Stated goal.
Find every line in the listing below that contains the string "Target", matching case exactly, and copy each of those lines.
- - -
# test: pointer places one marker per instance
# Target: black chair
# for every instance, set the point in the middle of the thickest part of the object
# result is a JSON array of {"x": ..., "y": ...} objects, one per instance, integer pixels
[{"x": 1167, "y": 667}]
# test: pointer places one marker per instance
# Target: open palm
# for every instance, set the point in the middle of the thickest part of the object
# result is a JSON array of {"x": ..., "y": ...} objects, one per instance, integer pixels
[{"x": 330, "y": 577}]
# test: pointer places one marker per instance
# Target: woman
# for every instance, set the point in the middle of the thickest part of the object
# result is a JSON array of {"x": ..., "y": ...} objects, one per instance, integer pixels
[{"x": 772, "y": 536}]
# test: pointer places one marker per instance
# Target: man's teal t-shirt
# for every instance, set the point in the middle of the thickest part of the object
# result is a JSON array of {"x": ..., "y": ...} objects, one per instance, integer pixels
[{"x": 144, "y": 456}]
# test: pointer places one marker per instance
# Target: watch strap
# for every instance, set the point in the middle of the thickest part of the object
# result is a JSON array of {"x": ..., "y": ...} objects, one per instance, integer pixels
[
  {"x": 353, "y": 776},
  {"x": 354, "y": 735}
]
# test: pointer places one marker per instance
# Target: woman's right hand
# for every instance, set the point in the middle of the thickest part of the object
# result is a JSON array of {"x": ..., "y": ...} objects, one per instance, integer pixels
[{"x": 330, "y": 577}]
- - -
Right answer.
# Target: black chair
# Target: open palm
# Target: woman
# Target: man's teal t-shirt
# Target: watch strap
# Target: woman's right hand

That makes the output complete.